**Task item**
Each line with the word "clicks" must appear in the answer, copied from the records.
(Beginning of Given entries)
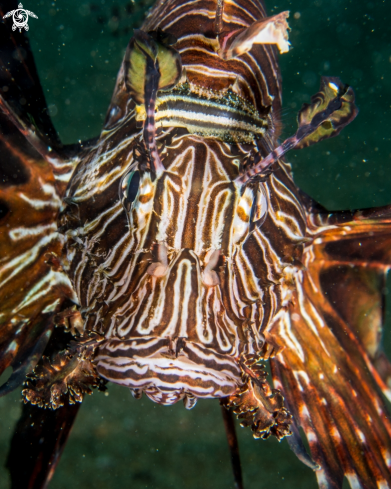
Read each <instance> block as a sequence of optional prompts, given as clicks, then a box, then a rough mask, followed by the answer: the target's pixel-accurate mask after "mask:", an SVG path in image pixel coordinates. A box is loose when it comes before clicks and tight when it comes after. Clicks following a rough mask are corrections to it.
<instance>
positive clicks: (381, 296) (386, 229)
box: [271, 208, 391, 489]
mask: <svg viewBox="0 0 391 489" xmlns="http://www.w3.org/2000/svg"><path fill="white" fill-rule="evenodd" d="M365 214H366V216H367V217H366V218H365V217H364V215H365ZM388 220H389V218H388V211H387V209H386V208H385V209H384V211H383V212H382V211H381V210H380V209H377V210H376V209H374V210H368V211H357V212H356V213H354V212H345V213H335V214H329V215H327V214H325V215H323V214H322V213H321V212H320V213H318V214H315V215H313V216H312V220H311V225H312V226H313V225H314V223H315V222H319V234H318V235H317V239H315V240H314V243H313V244H311V245H309V247H311V253H309V252H308V254H307V260H306V261H305V265H306V270H305V271H302V272H301V274H300V275H298V276H297V277H296V286H297V292H296V294H295V296H294V297H293V301H292V305H291V308H290V311H289V312H288V313H287V314H286V315H285V316H284V317H283V318H282V319H281V321H280V323H279V333H280V336H281V340H282V341H283V342H284V344H285V349H284V350H283V351H282V352H281V353H280V354H278V355H277V356H276V357H275V358H274V359H272V360H271V365H272V372H273V379H274V381H275V383H276V386H277V387H278V388H279V389H281V391H282V393H283V395H284V396H285V398H286V403H287V406H288V407H289V409H291V410H292V414H293V417H294V420H295V422H296V423H297V424H298V425H300V426H301V427H302V428H303V430H304V432H305V434H306V436H307V439H308V443H309V446H310V450H311V456H312V458H313V460H314V461H315V462H316V463H317V464H318V465H319V466H320V467H321V468H320V469H319V470H318V471H317V472H316V474H317V477H318V482H319V485H320V487H322V488H324V489H328V488H335V489H341V488H342V484H343V478H344V477H346V478H347V479H348V480H349V482H350V484H351V487H353V488H356V487H363V488H364V487H365V488H366V489H378V488H379V487H384V488H386V487H391V474H390V469H391V457H390V454H391V423H390V422H389V415H388V414H387V407H386V405H385V403H384V400H383V397H382V392H381V391H383V392H384V393H385V394H386V395H387V393H388V394H389V389H388V387H387V385H385V382H384V380H385V379H382V377H381V375H379V372H378V371H377V365H376V361H377V359H379V364H380V359H381V360H382V361H383V360H384V361H385V362H387V360H386V359H385V357H384V355H383V354H382V352H381V347H380V334H379V333H380V330H381V324H382V289H383V288H384V273H385V270H386V268H387V266H388V265H387V264H389V262H390V253H389V251H388V246H387V243H388V242H389V240H388V236H389V234H390V223H389V222H388ZM332 224H334V226H332ZM370 232H371V233H372V235H371V236H369V233H370ZM366 239H368V240H369V239H370V240H371V241H372V243H373V244H374V243H378V246H377V247H376V246H372V250H370V246H369V243H368V246H366V245H365V240H366ZM361 245H364V246H361ZM360 253H361V254H360ZM305 256H306V255H305ZM379 352H380V356H379ZM385 370H387V366H386V368H385Z"/></svg>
(End of Given entries)
**Answer space**
Read each <instance> block as a sequence of optional prompts, given as clicks, then a box, then a rough mask, followed by the answer: the target's pixel-accurate mask after "mask:", an SVG path in image pixel coordinates. A box is loose when it comes before clicks and tight when it comes after. Clicks following a rough mask are corrections to it.
positive clicks: (381, 296) (386, 229)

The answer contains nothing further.